Exercise instructions: Below are some entries; write out each one of them exactly.

Study material:
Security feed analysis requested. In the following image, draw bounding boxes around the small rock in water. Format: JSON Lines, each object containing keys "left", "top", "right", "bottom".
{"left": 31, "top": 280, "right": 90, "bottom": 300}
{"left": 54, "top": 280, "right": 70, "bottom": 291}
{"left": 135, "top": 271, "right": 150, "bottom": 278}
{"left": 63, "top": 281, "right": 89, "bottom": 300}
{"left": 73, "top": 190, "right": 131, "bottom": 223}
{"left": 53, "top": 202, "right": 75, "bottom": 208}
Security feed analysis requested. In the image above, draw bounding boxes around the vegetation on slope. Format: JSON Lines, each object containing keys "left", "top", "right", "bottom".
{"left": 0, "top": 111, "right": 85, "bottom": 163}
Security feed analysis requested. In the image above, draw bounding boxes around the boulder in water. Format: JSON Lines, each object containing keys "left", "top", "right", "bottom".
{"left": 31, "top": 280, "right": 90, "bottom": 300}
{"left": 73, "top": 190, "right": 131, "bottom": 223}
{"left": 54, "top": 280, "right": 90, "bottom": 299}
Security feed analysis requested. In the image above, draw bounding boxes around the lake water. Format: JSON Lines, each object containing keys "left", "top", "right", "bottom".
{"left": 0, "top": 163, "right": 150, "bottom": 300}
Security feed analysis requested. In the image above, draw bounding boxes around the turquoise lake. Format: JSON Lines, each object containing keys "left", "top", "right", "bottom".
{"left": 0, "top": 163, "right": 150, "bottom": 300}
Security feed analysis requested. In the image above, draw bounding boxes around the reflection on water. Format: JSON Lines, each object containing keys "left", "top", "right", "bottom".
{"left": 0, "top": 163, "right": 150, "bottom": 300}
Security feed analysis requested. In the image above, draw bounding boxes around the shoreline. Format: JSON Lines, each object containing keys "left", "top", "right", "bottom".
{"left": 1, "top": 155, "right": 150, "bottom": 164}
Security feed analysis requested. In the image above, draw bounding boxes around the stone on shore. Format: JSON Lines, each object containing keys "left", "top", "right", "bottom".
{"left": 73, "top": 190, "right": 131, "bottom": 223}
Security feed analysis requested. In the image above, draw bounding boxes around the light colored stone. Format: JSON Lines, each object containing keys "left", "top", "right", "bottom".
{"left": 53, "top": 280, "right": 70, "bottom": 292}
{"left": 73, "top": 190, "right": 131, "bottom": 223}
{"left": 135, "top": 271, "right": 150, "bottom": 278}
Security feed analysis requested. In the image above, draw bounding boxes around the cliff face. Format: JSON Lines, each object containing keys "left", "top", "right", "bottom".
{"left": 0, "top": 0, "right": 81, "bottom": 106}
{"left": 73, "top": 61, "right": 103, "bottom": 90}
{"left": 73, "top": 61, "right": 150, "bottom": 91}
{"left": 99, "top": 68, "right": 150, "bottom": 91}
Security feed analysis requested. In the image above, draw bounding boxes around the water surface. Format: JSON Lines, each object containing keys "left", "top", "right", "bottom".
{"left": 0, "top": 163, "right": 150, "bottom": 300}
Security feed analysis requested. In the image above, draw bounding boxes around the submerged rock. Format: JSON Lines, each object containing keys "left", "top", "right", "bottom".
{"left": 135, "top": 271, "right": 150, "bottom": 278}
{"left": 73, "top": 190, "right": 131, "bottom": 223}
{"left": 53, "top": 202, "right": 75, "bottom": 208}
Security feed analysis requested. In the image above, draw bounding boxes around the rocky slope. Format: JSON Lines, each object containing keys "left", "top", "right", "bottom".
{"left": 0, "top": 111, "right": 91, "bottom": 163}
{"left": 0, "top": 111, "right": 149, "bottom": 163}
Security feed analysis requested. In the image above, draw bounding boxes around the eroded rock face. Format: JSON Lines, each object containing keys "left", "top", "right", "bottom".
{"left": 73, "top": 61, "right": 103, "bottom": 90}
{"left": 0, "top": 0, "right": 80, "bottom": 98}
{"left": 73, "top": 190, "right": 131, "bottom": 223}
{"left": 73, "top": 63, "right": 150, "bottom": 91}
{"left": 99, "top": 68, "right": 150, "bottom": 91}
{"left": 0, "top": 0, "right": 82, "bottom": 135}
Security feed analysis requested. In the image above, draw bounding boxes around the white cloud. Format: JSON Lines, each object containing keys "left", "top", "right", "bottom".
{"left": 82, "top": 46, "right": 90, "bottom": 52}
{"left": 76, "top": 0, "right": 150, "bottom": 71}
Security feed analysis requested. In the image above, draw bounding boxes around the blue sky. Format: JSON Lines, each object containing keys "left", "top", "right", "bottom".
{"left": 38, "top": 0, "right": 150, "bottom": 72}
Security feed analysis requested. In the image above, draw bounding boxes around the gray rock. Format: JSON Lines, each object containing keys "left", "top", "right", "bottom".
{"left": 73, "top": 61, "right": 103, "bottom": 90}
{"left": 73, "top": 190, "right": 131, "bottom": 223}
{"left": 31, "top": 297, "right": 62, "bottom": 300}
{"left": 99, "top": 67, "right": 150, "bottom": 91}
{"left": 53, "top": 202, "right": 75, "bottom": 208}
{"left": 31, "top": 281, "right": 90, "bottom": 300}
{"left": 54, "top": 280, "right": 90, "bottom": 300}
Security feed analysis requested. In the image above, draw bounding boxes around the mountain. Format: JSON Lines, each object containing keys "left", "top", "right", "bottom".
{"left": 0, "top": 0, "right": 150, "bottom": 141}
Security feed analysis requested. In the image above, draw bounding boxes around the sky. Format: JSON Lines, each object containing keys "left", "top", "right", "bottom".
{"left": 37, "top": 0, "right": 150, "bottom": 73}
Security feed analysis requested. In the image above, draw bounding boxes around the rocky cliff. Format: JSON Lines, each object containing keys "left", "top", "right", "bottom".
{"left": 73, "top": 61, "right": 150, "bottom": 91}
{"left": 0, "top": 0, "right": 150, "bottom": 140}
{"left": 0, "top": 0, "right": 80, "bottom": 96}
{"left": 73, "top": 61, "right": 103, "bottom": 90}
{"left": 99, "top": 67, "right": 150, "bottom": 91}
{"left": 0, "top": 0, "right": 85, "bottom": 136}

Reply:
Security feed analysis requested. In the following image, draw bounding boxes around the small rock in water. Format: JSON Lines, each object containing keys "left", "top", "right", "bottom".
{"left": 31, "top": 280, "right": 90, "bottom": 300}
{"left": 54, "top": 280, "right": 70, "bottom": 291}
{"left": 135, "top": 271, "right": 150, "bottom": 278}
{"left": 63, "top": 281, "right": 89, "bottom": 300}
{"left": 73, "top": 190, "right": 131, "bottom": 223}
{"left": 53, "top": 202, "right": 75, "bottom": 208}
Security feed analysis requested. In the image above, draw bounding boxes around the vegetation on slope. Format: JSON Lines, each object containing keys "left", "top", "right", "bottom".
{"left": 0, "top": 111, "right": 85, "bottom": 163}
Security feed analysis requested. In the image above, draw bounding boxes around the boulder in water. Format: JSON Lines, each object containing keys "left", "top", "right", "bottom".
{"left": 31, "top": 280, "right": 90, "bottom": 300}
{"left": 73, "top": 190, "right": 131, "bottom": 223}
{"left": 54, "top": 280, "right": 90, "bottom": 299}
Security feed analysis requested. In the image above, draw bounding boxes around the lake water. Format: JSON Lines, each object containing keys "left", "top", "right", "bottom".
{"left": 0, "top": 163, "right": 150, "bottom": 300}
Security feed analysis requested. In the image above, draw bounding boxes around the turquoise lake. Format: JSON Lines, each object containing keys "left", "top", "right", "bottom".
{"left": 0, "top": 163, "right": 150, "bottom": 300}
Security feed analysis requested. In the image above, draw bounding boxes around the reflection on water. Format: JSON Lines, each object containing keys "left", "top", "right", "bottom".
{"left": 0, "top": 163, "right": 150, "bottom": 300}
Security feed analysis requested. In the image above, draw bounding boxes around the shoreline. Format: JSON Lines, each object containing keys "left", "top", "right", "bottom".
{"left": 1, "top": 155, "right": 150, "bottom": 164}
Security feed analysis requested. In the image above, draw bounding boxes around the stone on shore. Format: JSON Lines, each object containing keys "left", "top", "right", "bottom".
{"left": 73, "top": 190, "right": 131, "bottom": 223}
Security feed analysis requested. In the image above, draw bounding boxes around the light colored stone. Format: JSON Lines, each object containing keys "left", "top", "right", "bottom".
{"left": 53, "top": 280, "right": 70, "bottom": 292}
{"left": 73, "top": 190, "right": 131, "bottom": 223}
{"left": 135, "top": 271, "right": 150, "bottom": 278}
Security feed analysis requested. In the image above, draw bounding boxes around the cliff face. Format: JSON Lines, each object containing keys "left", "top", "right", "bottom".
{"left": 0, "top": 0, "right": 81, "bottom": 106}
{"left": 73, "top": 61, "right": 103, "bottom": 90}
{"left": 73, "top": 61, "right": 150, "bottom": 91}
{"left": 99, "top": 68, "right": 150, "bottom": 91}
Security feed analysis requested. In the image above, draw bounding boxes around the water surface. Format: JSON Lines, each object containing keys "left", "top", "right", "bottom".
{"left": 0, "top": 163, "right": 150, "bottom": 300}
Security feed analysis requested. In the image above, draw bounding boxes around the submerged rock. Format: JSON Lines, each object containing keys "left", "top", "right", "bottom".
{"left": 135, "top": 271, "right": 150, "bottom": 278}
{"left": 73, "top": 190, "right": 131, "bottom": 223}
{"left": 53, "top": 202, "right": 75, "bottom": 208}
Security feed analysis requested. In the image above, draw bounding boxes around the rocky slope. Format: JSON Lines, each object containing keys "left", "top", "right", "bottom".
{"left": 0, "top": 111, "right": 91, "bottom": 163}
{"left": 0, "top": 111, "right": 149, "bottom": 163}
Security feed analysis requested. In the image above, draw bounding boxes around the eroded rock face. Format: JSON Lines, each object containing keys "left", "top", "right", "bottom".
{"left": 73, "top": 61, "right": 103, "bottom": 90}
{"left": 0, "top": 0, "right": 80, "bottom": 98}
{"left": 73, "top": 190, "right": 131, "bottom": 223}
{"left": 73, "top": 63, "right": 150, "bottom": 91}
{"left": 99, "top": 68, "right": 150, "bottom": 91}
{"left": 0, "top": 0, "right": 82, "bottom": 135}
Security feed analysis requested. In the image above, draw bounding boxes around the white cloud. Format: JSON Lines, each object containing keys "left", "top", "right", "bottom".
{"left": 82, "top": 46, "right": 90, "bottom": 52}
{"left": 76, "top": 0, "right": 150, "bottom": 71}
Security feed analysis requested. In the image above, draw bounding boxes around the blue sky. Format: JSON Lines, each object containing keys "left", "top", "right", "bottom".
{"left": 38, "top": 0, "right": 150, "bottom": 72}
Security feed analysis requested. In the image above, draw bounding boxes around the gray rock. Format: JSON Lines, each object containing keys "left", "top", "right", "bottom".
{"left": 73, "top": 61, "right": 103, "bottom": 90}
{"left": 73, "top": 190, "right": 131, "bottom": 223}
{"left": 31, "top": 297, "right": 62, "bottom": 300}
{"left": 99, "top": 67, "right": 150, "bottom": 91}
{"left": 53, "top": 202, "right": 75, "bottom": 208}
{"left": 31, "top": 281, "right": 90, "bottom": 300}
{"left": 54, "top": 280, "right": 90, "bottom": 300}
Security feed analysis requested. In the image above, draw bounding boxes around the mountain. Format: JSON Lines, each object containing keys "left", "top", "right", "bottom".
{"left": 0, "top": 0, "right": 150, "bottom": 141}
Security feed analysis requested. In the image above, draw bounding boxes around the sky. Format: JSON Lines, each object containing keys "left", "top", "right", "bottom".
{"left": 37, "top": 0, "right": 150, "bottom": 73}
Security feed analysis requested. In the image above, draw bounding boxes around the rocky cliff. Format: JSON Lines, each object containing keys "left", "top", "right", "bottom".
{"left": 73, "top": 61, "right": 150, "bottom": 91}
{"left": 0, "top": 0, "right": 150, "bottom": 140}
{"left": 0, "top": 0, "right": 80, "bottom": 96}
{"left": 73, "top": 61, "right": 103, "bottom": 90}
{"left": 99, "top": 67, "right": 150, "bottom": 91}
{"left": 0, "top": 0, "right": 85, "bottom": 136}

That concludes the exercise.